Task to complete:
Duplicate the part of the items that opens with the first line of the items and closes with the line containing "Provide the mask of every instance of the terracotta", keeping every line identical and leaving out the pictures.

Extracted material:

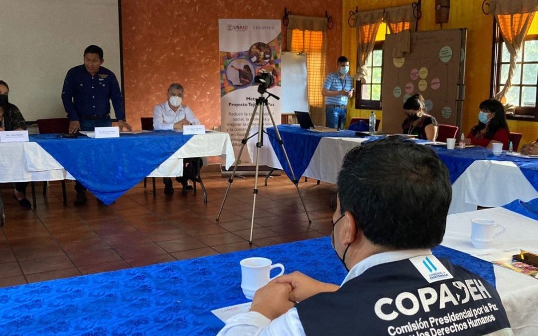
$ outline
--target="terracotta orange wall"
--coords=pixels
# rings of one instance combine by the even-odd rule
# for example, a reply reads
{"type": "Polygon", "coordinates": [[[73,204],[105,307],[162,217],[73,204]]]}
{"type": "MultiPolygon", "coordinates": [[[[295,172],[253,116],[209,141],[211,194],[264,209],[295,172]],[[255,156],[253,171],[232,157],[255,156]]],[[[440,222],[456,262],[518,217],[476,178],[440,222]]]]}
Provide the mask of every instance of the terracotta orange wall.
{"type": "MultiPolygon", "coordinates": [[[[131,125],[152,115],[170,83],[185,88],[185,104],[207,127],[221,124],[218,19],[281,19],[293,14],[332,16],[328,69],[342,46],[342,2],[322,0],[123,0],[122,33],[125,110],[131,125]]],[[[282,25],[283,44],[285,40],[282,25]]]]}
{"type": "MultiPolygon", "coordinates": [[[[356,37],[355,28],[346,23],[349,11],[358,6],[359,11],[392,7],[410,3],[410,0],[343,0],[342,19],[346,23],[342,30],[342,52],[350,58],[351,68],[356,68],[356,37]]],[[[422,17],[419,21],[419,31],[438,30],[435,24],[435,1],[422,2],[422,17]]],[[[448,23],[443,29],[466,28],[467,60],[465,68],[465,101],[463,104],[463,131],[466,134],[478,123],[478,105],[490,97],[490,78],[491,75],[491,53],[493,19],[482,12],[482,0],[452,0],[450,2],[448,23]]],[[[352,101],[350,104],[354,104],[352,101]]],[[[354,105],[348,106],[348,121],[353,117],[367,118],[369,111],[356,110],[354,105]]],[[[379,111],[377,115],[381,114],[379,111]]],[[[382,116],[381,116],[382,117],[382,116]]],[[[383,123],[381,123],[383,125],[383,123]]],[[[511,132],[522,133],[522,143],[535,140],[538,136],[538,123],[509,120],[511,132]]]]}

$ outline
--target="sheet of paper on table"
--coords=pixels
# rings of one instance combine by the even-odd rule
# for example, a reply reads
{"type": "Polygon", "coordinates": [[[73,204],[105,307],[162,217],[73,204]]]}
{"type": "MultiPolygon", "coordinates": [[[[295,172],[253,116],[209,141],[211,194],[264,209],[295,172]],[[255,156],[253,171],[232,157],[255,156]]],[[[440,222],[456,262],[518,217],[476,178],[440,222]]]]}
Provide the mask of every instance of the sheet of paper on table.
{"type": "Polygon", "coordinates": [[[472,254],[473,256],[489,261],[493,264],[498,265],[505,268],[528,275],[538,280],[538,267],[532,266],[524,262],[513,261],[512,256],[521,251],[520,248],[508,248],[499,251],[491,251],[483,253],[472,254]]]}
{"type": "Polygon", "coordinates": [[[119,134],[139,134],[141,133],[154,133],[151,131],[148,131],[147,130],[142,130],[141,131],[121,131],[119,134]]]}
{"type": "Polygon", "coordinates": [[[237,314],[241,313],[247,313],[250,309],[250,305],[252,302],[246,303],[240,303],[233,306],[223,307],[211,311],[211,312],[218,317],[223,322],[225,322],[226,320],[232,317],[237,314]]]}

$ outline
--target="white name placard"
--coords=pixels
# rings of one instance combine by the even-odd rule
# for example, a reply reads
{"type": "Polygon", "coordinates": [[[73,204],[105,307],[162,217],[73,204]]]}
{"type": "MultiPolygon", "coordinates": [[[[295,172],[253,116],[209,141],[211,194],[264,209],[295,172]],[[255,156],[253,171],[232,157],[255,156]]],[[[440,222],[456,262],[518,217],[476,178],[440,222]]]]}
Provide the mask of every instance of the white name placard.
{"type": "Polygon", "coordinates": [[[206,126],[203,125],[186,125],[183,126],[183,134],[186,135],[206,134],[206,126]]]}
{"type": "Polygon", "coordinates": [[[24,142],[27,141],[27,131],[4,131],[0,132],[0,142],[24,142]]]}
{"type": "Polygon", "coordinates": [[[104,138],[119,138],[119,127],[117,126],[95,127],[95,139],[104,138]]]}

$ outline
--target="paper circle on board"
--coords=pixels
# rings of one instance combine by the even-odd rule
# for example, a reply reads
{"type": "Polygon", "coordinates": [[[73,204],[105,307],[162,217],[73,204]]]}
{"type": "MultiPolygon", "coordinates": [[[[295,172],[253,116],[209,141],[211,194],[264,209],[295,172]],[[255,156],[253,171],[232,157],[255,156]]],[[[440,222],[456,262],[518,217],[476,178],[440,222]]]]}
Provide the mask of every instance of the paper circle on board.
{"type": "Polygon", "coordinates": [[[396,98],[399,98],[402,95],[402,88],[400,87],[395,87],[392,90],[392,94],[394,95],[396,98]]]}
{"type": "Polygon", "coordinates": [[[448,119],[452,115],[452,109],[450,106],[445,106],[441,110],[441,114],[443,118],[448,119]]]}
{"type": "Polygon", "coordinates": [[[452,59],[452,48],[445,46],[439,51],[439,59],[445,63],[448,63],[452,59]]]}
{"type": "Polygon", "coordinates": [[[437,77],[435,77],[431,80],[430,82],[430,87],[431,88],[432,90],[437,90],[441,87],[441,80],[437,77]]]}
{"type": "Polygon", "coordinates": [[[424,103],[426,103],[426,111],[429,112],[431,111],[431,109],[434,108],[434,102],[431,101],[431,99],[428,99],[424,103]]]}
{"type": "Polygon", "coordinates": [[[392,63],[394,64],[394,66],[397,68],[401,68],[404,66],[404,63],[405,63],[405,59],[403,57],[398,57],[392,59],[392,63]]]}
{"type": "Polygon", "coordinates": [[[409,82],[407,84],[405,84],[406,92],[408,94],[412,94],[414,89],[415,87],[413,85],[413,83],[409,82]]]}
{"type": "Polygon", "coordinates": [[[426,80],[420,80],[419,81],[419,90],[424,91],[428,87],[428,82],[426,80]]]}
{"type": "Polygon", "coordinates": [[[416,68],[411,70],[411,79],[413,81],[419,79],[419,69],[416,68]]]}
{"type": "Polygon", "coordinates": [[[419,70],[419,76],[423,80],[428,77],[428,69],[425,67],[422,67],[419,70]]]}

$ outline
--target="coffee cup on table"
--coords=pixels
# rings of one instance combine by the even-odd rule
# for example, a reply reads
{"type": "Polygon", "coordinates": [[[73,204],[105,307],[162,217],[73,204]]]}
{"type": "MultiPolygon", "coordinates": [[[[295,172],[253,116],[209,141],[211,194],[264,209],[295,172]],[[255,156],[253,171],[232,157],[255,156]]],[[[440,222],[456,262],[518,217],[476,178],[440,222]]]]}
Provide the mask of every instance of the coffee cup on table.
{"type": "Polygon", "coordinates": [[[493,142],[491,145],[493,146],[491,151],[493,152],[494,155],[498,156],[502,154],[502,144],[500,142],[493,142]]]}
{"type": "Polygon", "coordinates": [[[456,147],[456,138],[449,138],[447,139],[447,149],[454,149],[456,147]]]}
{"type": "Polygon", "coordinates": [[[471,220],[471,242],[477,248],[489,248],[493,238],[500,235],[506,231],[506,227],[498,224],[494,220],[476,218],[471,220]],[[501,230],[495,232],[496,227],[501,230]]]}
{"type": "Polygon", "coordinates": [[[239,262],[241,265],[241,289],[249,299],[252,299],[254,293],[270,281],[284,274],[284,266],[281,263],[273,263],[270,259],[260,257],[252,257],[239,262]],[[271,277],[271,270],[280,268],[280,273],[271,277]]]}

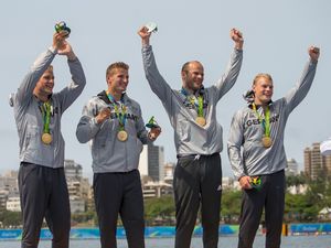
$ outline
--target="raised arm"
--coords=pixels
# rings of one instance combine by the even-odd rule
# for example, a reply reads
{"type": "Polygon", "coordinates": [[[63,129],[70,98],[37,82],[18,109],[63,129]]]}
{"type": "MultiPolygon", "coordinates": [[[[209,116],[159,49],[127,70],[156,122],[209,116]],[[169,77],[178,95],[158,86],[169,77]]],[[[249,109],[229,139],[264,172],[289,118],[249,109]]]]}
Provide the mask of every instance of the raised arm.
{"type": "Polygon", "coordinates": [[[58,55],[64,55],[67,57],[67,64],[72,75],[72,80],[68,86],[64,87],[58,94],[60,101],[62,104],[61,110],[63,112],[82,94],[86,85],[86,78],[82,64],[68,42],[64,41],[61,50],[58,50],[57,53],[58,55]]]}
{"type": "Polygon", "coordinates": [[[316,46],[310,46],[308,48],[308,54],[310,60],[303,68],[301,78],[297,85],[284,97],[286,101],[287,114],[290,114],[293,108],[296,108],[303,100],[311,87],[317,69],[318,58],[320,56],[320,50],[316,46]]]}
{"type": "Polygon", "coordinates": [[[29,73],[23,78],[21,85],[18,88],[15,94],[15,101],[20,106],[25,106],[31,100],[31,96],[33,95],[34,87],[39,82],[40,77],[43,73],[49,68],[55,55],[57,54],[58,48],[62,46],[64,42],[65,35],[64,33],[54,33],[53,43],[50,48],[42,53],[31,66],[29,73]]]}
{"type": "Polygon", "coordinates": [[[231,55],[229,63],[226,67],[225,73],[212,87],[215,88],[217,94],[217,100],[222,98],[235,84],[243,62],[243,44],[244,37],[241,31],[232,29],[229,31],[229,36],[234,41],[234,51],[231,55]]]}
{"type": "Polygon", "coordinates": [[[163,79],[157,67],[153,51],[150,45],[151,33],[148,32],[148,29],[146,26],[142,26],[138,31],[138,34],[140,35],[142,43],[142,62],[146,78],[151,87],[151,90],[160,98],[167,111],[169,111],[173,97],[172,89],[163,79]]]}

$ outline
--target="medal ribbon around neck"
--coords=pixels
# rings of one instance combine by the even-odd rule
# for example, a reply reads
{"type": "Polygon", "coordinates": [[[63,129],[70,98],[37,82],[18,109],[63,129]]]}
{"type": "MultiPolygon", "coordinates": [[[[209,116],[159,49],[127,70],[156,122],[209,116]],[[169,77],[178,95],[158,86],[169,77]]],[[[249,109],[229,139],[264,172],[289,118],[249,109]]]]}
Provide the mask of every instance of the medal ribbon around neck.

Output of the exercise:
$ outline
--target="terracotta orange wall"
--coords=pixels
# rings of one instance combine by the even-odd rule
# for example, a reply reads
{"type": "Polygon", "coordinates": [[[73,204],[105,307],[162,217],[73,204]]]}
{"type": "MultiPolygon", "coordinates": [[[[295,172],[253,116],[209,141],[211,194],[264,209],[295,172]],[[255,156],[253,171],[232,157],[255,156]]],[[[440,222],[456,262],[518,217],[476,178],[440,222]]]]}
Provide the mask of every instance of the terracotta orange wall.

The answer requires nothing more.